------ Kutipan Teks
PENCIPTAAN IKLIM
MANAJEMEN SEKOLAH BERBUDAYA MUTU
Oleh : Drs. Saiful Bahri, M.Si
Guru SMA Negeri Darussholah Singojuruh
Dosen STAI Ibrahimy Genteng – Banyuwangi
Aktivis LSM Merah Putih Banyuwangi
Mutu menjadi kata kunci dalam dunia pendidikan. Mutu pendidikan akan menentukan tingkat peradaban manusia dan masyarakat. Negara yang memiliki kekuatan industri dan teknologi tinggi serta tingkat perekonomian yang mapan sangat dipengaruhi oleh keberhasilan pendidikan dalam menjamin mutu terhadap sumber daya manusianya (SDM).
Tetapi perkembangan dunia pendidikan Indonesia sekarang dihadapkan pada tantangan. Rendahnya mutu di berbagai tingkat dan satuan pendidikan merupakan masalah yang sangat kompleks, sehingga menjadi issue dan perbincangan aktual yang tidak ada henti-hentinya. Tampak para lulusan SMTA tingkat kompetensi akademiknya terasa pas-pasan, mereka juga masih belum siap memenuhi kebutuhan masyarakat, baik dalam dunia kerja maupun bisnis. Masalah ini berakibat bagi masyarakat yakni, bagi mereka yang tidak produktif akhirnya hanya menjadi beban masyarakat.
Demikian pula terjadi pengangguran semakin bertambah, tingkat kenakalan ataupun kriminal semakin meluas, mereka belum siap menjadi estafet generasi, dan yang lebih parah lagi, akhirnya mereka menjadi generasi yang merasa terasing dari masyarakatnya. Para siswa itu adalah produk sistem pendidikan yang tidak terfokus pada mutu.
Setidaknya terdapat tiga faktor penyebab sistem pendidikan tidak terfokus pada mutu:
Pertama, penyelenggaraan pendidikan terlalu memusatkan pada input pendidikan dan kurang memperhatikan pada proses pendidikan.
------------
------ Data yang Tersedia
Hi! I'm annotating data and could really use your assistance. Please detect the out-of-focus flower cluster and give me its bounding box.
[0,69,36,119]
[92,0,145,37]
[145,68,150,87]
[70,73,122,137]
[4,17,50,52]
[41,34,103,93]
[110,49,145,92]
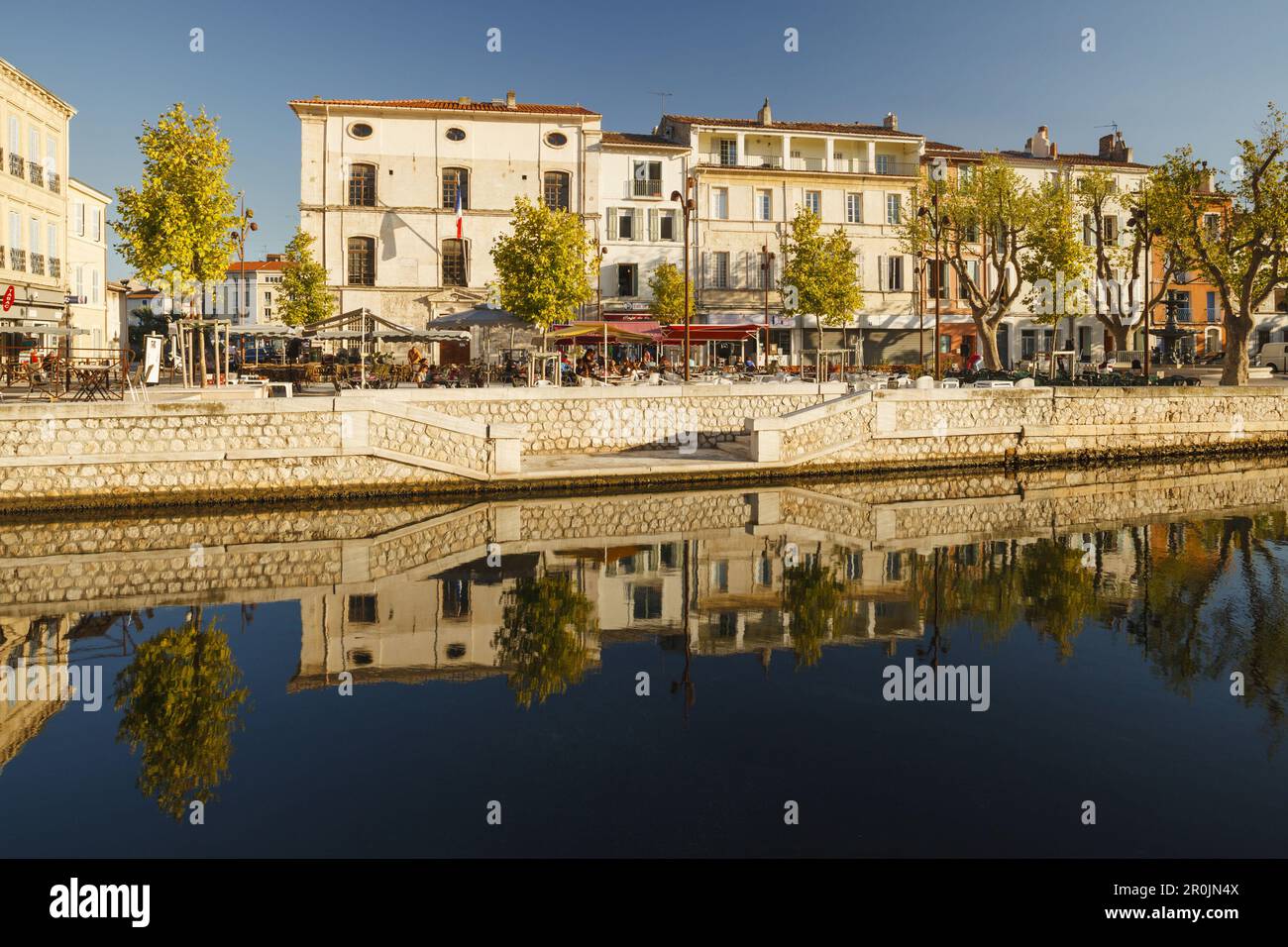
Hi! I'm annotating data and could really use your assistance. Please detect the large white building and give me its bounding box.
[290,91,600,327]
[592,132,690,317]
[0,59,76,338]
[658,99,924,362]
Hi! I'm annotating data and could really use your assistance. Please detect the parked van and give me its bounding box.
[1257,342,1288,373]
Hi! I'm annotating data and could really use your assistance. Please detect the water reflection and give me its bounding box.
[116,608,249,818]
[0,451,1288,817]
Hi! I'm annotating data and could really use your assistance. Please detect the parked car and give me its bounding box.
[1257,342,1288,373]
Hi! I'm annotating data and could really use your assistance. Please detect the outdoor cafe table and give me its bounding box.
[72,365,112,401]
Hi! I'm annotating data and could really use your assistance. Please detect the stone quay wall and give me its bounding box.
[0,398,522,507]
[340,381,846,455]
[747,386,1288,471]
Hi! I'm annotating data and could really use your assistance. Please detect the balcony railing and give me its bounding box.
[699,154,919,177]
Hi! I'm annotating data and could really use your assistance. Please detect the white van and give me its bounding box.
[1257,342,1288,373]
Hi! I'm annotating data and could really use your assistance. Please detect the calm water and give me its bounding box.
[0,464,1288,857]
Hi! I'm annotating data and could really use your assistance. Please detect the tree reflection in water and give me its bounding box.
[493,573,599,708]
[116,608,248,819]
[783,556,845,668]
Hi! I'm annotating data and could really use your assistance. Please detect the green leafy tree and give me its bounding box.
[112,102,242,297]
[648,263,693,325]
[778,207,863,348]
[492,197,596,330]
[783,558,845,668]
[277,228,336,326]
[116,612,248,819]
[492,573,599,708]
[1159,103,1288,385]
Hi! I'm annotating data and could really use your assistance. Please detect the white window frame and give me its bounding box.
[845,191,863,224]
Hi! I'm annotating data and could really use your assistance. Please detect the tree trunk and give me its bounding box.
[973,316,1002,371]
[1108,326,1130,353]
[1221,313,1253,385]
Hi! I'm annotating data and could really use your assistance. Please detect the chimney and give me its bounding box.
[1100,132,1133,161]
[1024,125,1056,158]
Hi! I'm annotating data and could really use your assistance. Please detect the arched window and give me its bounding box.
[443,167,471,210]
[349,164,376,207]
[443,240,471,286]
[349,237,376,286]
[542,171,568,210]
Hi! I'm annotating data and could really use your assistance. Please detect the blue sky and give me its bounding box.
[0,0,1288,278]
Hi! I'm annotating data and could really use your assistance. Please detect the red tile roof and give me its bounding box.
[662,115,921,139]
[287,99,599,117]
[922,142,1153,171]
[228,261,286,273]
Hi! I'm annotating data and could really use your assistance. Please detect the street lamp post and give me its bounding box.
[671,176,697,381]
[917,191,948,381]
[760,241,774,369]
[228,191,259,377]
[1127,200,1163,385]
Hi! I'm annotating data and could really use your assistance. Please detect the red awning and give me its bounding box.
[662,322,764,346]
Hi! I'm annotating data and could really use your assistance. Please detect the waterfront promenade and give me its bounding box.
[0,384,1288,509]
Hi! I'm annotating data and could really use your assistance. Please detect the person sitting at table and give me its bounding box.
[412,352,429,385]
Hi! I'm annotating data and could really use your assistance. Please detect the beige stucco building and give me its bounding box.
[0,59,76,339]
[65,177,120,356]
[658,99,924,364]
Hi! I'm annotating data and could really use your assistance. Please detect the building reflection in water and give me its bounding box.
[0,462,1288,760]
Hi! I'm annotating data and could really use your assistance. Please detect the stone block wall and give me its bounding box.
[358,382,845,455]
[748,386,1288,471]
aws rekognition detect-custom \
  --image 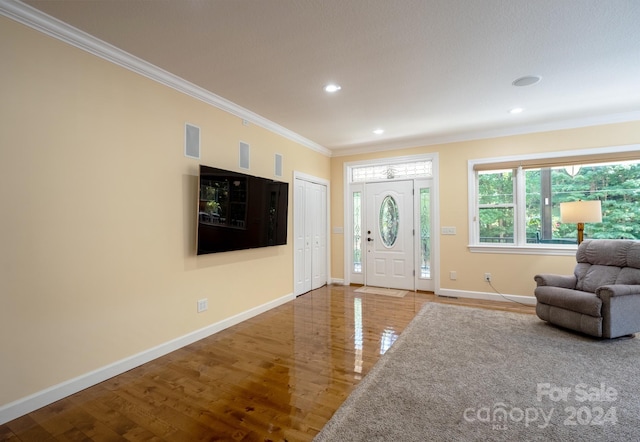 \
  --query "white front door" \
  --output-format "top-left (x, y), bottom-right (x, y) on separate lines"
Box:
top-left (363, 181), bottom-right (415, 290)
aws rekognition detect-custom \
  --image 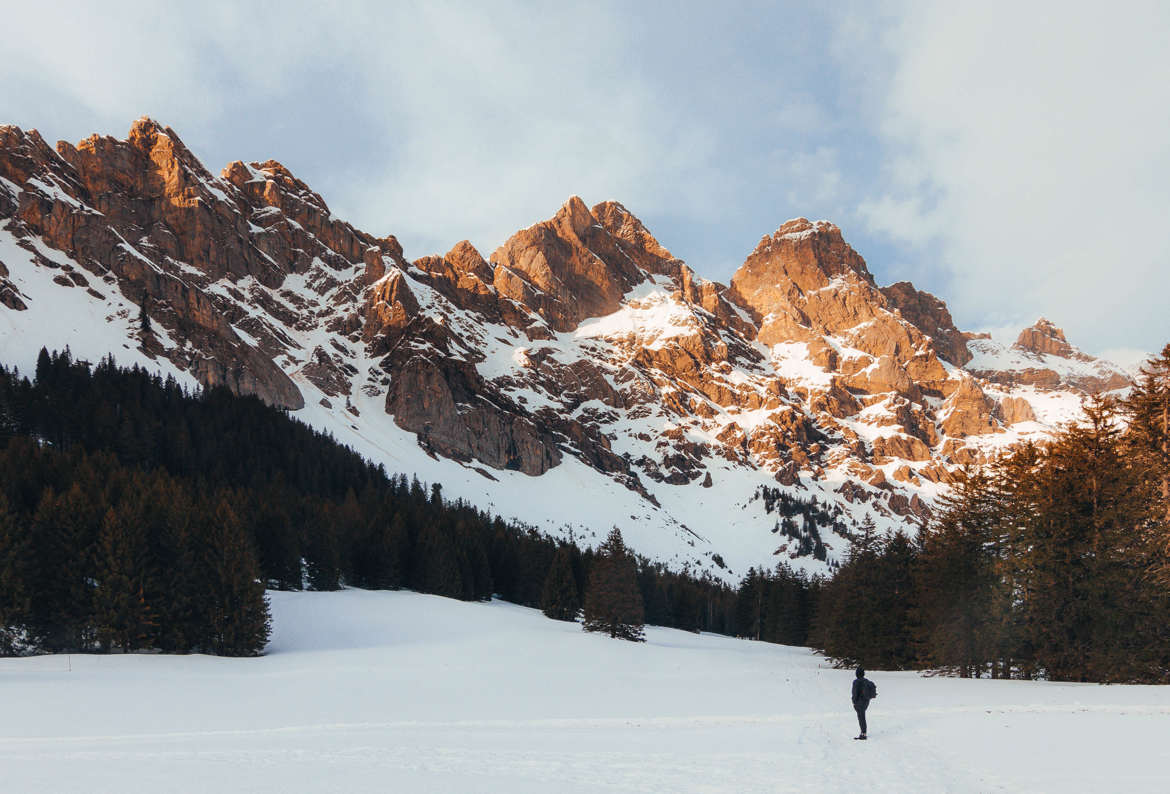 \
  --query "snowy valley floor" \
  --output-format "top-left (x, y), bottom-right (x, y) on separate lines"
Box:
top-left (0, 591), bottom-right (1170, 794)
------------
------ Data yang Tersedia
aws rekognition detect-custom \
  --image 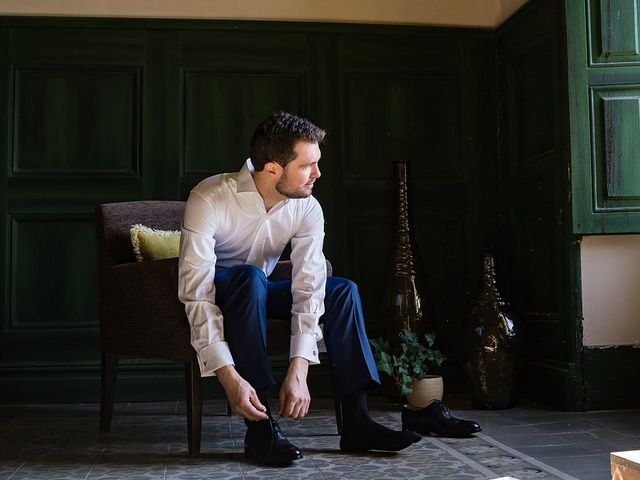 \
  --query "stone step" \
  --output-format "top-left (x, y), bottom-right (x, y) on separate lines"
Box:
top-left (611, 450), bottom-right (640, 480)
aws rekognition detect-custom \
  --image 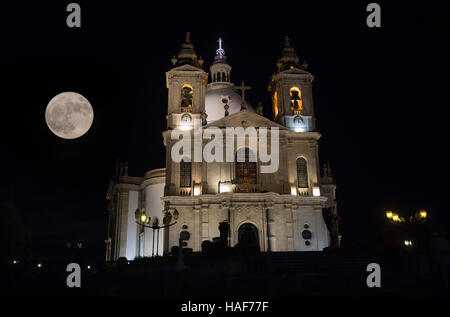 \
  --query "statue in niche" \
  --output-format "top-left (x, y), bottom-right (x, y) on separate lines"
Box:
------------
Tugas Latihan:
(a) Menurut teks tentang mutu pendidikan, apa faktor pertama yang membuat sistem pendidikan tidak terfokus pada mutu?
(b) Tuliskan kembali bagian teks tentang mutu pendidikan dari "Tetapi perkembangan dunia" sampai "terfokus pada mutu." tanpa mengubah satu kata pun.
(c) Teruskan teks tentang iklim manajemen sekolah berbudaya mutu mulai dari kalimat terakhirnya.

Jawaban Tiap Tugas:
(a) Penyelenggaraan pendidikan terlalu memusatkan pada input pendidikan dan kurang memperhatikan proses pendidikan.

(b)
Tetapi perkembangan dunia pendidikan Indonesia sekarang dihadapkan pada tantangan. Rendahnya mutu di berbagai tingkat dan satuan pendidikan merupakan masalah yang sangat kompleks, sehingga menjadi issue dan perbincangan aktual yang tidak ada henti-hentinya. Tampak para lulusan SMTA tingkat kompetensi akademiknya terasa pas-pasan, mereka juga masih belum siap memenuhi kebutuhan masyarakat, baik dalam dunia kerja maupun bisnis. Masalah ini berakibat bagi masyarakat yakni, bagi mereka yang tidak produktif akhirnya hanya menjadi beban masyarakat.
Demikian pula terjadi pengangguran semakin bertambah, tingkat kenakalan ataupun kriminal semakin meluas, mereka belum siap menjadi estafet generasi, dan yang lebih parah lagi, akhirnya mereka menjadi generasi yang merasa terasing dari masyarakatnya. Para siswa itu adalah produk sistem pendidikan yang tidak terfokus pada mutu.

(c)
Kedua, sekolah kehilangan kemandirian, motivasi, dan inisiatif untuk mengembangkan dan memajukan lembaga termasuk peningkatan mutu pendidikan.
Ketiga, peran serta masyarakat, khususnya orang tua siswa dalam penyelenggaraan pendidikan selama ini sangat minim, partisipasi masyarakat pada umumnya lebih banyak bersifat dukungan input (dana), bukan pada proses pendidikan baik dalam pengambilan keputusan, monitoring, evaluasi, dan akuntabilitas. (Depdiknas, 2001 : 3-4).
Akibatnya, yang sering terjadi adalah berlangsungnya proses kegiatan pembelajaran yang kehilangan inovasi, kepemimpinan yang tidak visioner, dan hilangnya budaya mutu dalam satuan pendidikan.
Lebih dari itu, berkembang fenomena di kalangan professional pendidik yakni etos kerja yang rendah, pemberian pelayanan pendidikan yang tidak optimal dan tidak adanya upaya refleksi untuk melakukan perbaikan atas kekurangan ataupun kelemahan yang dimiliki. Dengan kata lain iklim budaya mutu di kalangan profesional pendidikan tidak terbangun dengan baik. Memang, masalah ini tidak berlaku pukul rata pada semua satuan pendidikan, tetapi masalah ini menggejala demikian meluas sehingga perlu mendapat perhatian serius.
Bila mutu pendidikan hendak diperbaiki, maka perlu ada pimpinan dari para profesional pendidikan yang memiliki visi mutu. Karena, Manajemen Berbudaya Mutu (MBM) merupakan sarana yang memungkinkan para profesional pendidikan dapat beradaptasi dan melakukan transformasi mengarah terciptanya iklim budaya mutu.
KONSEP MANAJEMEN BERBUDAYA MUTU
Sudah semestinya Budaya mutu menjadi bagian dalam sistem pendidikan, sebab sistem tidak akan berfungsi efektif manakala budaya mutu di kalangan profesional pendidikan menunjukkan tingkat yang rendah. Maka dengan sendirinya budaya mutu menjadi syarat substantife yang mesti terkondisi pada setiap lembaga pendidikan.
Melalui budaya mutu berarti tercipta suatu iklim yang memungkinkan bagi semua stakeholder (pendidikan) untuk tertanam dalam jiwanya suatu kesadaran, kepedulian, dan komitmen terhadap nilai-nilai produktivitas serta filosofi mutu. Apabila diterapkan secara tepat, maka Manajemen Berbudaya Mutu (MBM) merupakan metodologi yang dapat membantu para professional pendidikan menjawab tantangan lingkungan masa kini. Dan pada akhirnya Manajemen Berbudaya Mutu (MBM) memudahkan sekolah atau satuan pendidikan untuk mengelola perubahan.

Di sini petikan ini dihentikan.